TASK: Starting at the line that holds "Query: violet flower with purple streak", transcribe every line to the end of the data exactly; include no other lines.

Saved data entries:
============================================================

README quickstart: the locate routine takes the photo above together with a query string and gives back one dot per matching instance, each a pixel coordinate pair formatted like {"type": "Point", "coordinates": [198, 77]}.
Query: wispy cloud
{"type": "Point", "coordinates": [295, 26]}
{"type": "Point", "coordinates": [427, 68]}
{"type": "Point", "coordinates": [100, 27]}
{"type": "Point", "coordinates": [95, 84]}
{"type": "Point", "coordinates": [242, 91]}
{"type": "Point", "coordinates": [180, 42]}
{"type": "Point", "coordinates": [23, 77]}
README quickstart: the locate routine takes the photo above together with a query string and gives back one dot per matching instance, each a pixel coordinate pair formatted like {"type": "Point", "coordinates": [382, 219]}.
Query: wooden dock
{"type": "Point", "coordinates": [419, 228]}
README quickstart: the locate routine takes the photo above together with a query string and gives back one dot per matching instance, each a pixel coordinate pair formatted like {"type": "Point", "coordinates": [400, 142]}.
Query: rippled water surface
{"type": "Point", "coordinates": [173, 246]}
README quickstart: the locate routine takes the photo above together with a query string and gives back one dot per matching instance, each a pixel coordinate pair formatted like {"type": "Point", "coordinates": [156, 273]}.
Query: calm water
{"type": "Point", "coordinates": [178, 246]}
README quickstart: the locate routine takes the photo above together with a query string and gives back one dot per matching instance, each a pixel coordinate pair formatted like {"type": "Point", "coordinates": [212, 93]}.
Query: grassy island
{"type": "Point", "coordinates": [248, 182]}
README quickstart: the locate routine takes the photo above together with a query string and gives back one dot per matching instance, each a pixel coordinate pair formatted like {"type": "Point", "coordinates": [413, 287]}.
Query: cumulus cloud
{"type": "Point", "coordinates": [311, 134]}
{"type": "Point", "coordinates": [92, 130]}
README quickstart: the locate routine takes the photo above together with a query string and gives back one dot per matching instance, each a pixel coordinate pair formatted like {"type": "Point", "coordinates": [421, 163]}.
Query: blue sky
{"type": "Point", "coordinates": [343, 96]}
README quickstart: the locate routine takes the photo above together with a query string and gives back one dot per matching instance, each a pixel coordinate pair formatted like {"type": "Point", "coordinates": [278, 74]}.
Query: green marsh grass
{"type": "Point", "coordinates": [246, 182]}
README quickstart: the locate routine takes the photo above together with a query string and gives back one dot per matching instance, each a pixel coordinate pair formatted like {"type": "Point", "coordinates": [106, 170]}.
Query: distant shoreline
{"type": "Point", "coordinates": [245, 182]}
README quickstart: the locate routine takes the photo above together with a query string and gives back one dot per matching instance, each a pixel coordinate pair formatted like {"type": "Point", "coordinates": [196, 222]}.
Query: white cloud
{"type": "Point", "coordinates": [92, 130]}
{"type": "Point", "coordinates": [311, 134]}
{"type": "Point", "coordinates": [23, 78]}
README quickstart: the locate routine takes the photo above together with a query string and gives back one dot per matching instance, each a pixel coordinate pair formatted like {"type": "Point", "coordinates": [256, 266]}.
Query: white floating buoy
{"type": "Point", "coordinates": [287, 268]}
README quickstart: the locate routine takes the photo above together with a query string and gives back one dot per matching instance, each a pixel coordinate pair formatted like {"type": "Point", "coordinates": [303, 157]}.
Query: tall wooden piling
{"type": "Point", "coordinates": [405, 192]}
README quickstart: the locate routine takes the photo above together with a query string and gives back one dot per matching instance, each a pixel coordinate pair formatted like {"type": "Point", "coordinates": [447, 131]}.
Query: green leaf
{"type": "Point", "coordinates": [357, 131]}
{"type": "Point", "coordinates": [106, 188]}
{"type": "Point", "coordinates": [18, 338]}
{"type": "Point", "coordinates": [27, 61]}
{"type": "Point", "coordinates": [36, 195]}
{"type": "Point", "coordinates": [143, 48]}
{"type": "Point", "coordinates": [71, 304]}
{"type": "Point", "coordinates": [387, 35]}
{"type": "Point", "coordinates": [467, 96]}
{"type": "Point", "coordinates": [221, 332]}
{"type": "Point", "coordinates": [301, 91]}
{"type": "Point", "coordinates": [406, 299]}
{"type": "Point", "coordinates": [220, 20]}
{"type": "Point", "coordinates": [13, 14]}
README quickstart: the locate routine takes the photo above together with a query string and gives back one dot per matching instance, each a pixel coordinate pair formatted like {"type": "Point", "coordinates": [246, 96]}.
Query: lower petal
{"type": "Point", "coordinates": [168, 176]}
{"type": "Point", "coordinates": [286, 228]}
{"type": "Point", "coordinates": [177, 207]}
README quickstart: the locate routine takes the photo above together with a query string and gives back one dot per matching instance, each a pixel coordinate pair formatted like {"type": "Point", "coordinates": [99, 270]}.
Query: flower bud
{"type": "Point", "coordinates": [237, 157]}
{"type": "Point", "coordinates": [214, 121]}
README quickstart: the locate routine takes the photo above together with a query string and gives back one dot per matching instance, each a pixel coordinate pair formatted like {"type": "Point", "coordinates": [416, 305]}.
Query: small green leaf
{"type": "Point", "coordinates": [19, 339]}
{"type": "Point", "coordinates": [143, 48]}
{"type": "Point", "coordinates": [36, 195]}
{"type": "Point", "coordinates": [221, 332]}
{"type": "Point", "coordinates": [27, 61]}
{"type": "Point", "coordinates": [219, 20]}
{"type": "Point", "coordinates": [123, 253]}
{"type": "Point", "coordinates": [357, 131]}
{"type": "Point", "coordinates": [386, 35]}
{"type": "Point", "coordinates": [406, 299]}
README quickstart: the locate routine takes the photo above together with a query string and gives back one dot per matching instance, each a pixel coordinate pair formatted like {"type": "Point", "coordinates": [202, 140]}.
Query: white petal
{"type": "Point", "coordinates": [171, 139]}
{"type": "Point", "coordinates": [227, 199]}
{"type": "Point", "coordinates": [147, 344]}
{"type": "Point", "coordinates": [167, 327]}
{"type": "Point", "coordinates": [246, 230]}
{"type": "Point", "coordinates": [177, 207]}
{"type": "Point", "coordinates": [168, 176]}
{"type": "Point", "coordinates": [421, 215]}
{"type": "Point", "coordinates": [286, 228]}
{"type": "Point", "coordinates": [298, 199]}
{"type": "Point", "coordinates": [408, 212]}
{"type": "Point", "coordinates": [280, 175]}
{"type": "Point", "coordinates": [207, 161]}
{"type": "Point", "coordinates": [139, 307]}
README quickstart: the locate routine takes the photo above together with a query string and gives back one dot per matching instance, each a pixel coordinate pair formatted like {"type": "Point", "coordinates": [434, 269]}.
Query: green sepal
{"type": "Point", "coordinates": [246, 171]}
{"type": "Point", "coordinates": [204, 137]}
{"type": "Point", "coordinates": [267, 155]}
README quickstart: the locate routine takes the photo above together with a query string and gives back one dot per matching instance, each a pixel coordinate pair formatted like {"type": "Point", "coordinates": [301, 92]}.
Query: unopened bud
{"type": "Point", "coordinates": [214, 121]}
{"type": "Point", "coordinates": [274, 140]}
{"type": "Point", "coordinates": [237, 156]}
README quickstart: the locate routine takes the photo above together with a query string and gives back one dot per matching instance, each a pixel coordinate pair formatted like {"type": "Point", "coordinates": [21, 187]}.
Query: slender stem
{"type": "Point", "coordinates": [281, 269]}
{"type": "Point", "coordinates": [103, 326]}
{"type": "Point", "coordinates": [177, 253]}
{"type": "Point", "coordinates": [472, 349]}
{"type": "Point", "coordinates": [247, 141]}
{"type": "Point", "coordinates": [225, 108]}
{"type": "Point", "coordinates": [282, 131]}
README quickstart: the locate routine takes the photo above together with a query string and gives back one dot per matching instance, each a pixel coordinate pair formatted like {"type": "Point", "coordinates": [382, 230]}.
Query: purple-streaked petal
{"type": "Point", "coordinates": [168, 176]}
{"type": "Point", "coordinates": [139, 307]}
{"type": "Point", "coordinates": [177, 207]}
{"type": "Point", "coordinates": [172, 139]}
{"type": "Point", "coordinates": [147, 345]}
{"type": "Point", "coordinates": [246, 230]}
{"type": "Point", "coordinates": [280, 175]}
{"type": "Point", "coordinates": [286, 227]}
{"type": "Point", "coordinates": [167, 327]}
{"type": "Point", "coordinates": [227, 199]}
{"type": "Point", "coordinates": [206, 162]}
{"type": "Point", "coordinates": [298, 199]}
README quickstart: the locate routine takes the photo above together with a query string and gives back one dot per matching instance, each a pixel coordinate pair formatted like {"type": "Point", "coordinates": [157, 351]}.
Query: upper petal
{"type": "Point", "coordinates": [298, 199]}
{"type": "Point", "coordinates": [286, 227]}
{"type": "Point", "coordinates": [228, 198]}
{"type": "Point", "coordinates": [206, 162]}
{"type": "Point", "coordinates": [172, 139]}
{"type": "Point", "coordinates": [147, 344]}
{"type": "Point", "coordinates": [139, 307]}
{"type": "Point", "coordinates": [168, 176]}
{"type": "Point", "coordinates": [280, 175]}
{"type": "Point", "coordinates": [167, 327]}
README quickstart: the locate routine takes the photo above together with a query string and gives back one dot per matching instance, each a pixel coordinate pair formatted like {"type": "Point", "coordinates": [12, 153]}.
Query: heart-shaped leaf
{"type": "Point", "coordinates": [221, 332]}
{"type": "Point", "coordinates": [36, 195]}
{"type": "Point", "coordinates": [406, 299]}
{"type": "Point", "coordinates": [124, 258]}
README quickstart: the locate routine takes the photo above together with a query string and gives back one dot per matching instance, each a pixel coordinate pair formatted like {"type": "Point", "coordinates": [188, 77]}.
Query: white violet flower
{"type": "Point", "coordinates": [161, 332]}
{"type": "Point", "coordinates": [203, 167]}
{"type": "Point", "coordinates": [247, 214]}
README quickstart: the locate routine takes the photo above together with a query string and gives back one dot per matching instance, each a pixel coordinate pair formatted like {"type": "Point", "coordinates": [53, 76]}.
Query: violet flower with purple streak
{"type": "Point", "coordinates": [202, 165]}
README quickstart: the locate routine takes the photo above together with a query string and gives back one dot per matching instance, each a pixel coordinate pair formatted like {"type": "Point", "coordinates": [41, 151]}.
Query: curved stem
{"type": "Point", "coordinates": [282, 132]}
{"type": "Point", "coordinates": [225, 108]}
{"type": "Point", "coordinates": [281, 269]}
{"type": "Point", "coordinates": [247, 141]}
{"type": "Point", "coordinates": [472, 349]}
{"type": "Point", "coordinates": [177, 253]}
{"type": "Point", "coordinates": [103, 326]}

============================================================

TASK RESPONSE:
Query: violet flower with purple streak
{"type": "Point", "coordinates": [202, 165]}
README quickstart: the locate routine takes the photo above together with a query string and gives back one dot per matching instance, each a pixel coordinate pair formatted like {"type": "Point", "coordinates": [41, 151]}.
Query: curved stem
{"type": "Point", "coordinates": [282, 132]}
{"type": "Point", "coordinates": [225, 108]}
{"type": "Point", "coordinates": [281, 269]}
{"type": "Point", "coordinates": [247, 141]}
{"type": "Point", "coordinates": [472, 349]}
{"type": "Point", "coordinates": [177, 253]}
{"type": "Point", "coordinates": [103, 326]}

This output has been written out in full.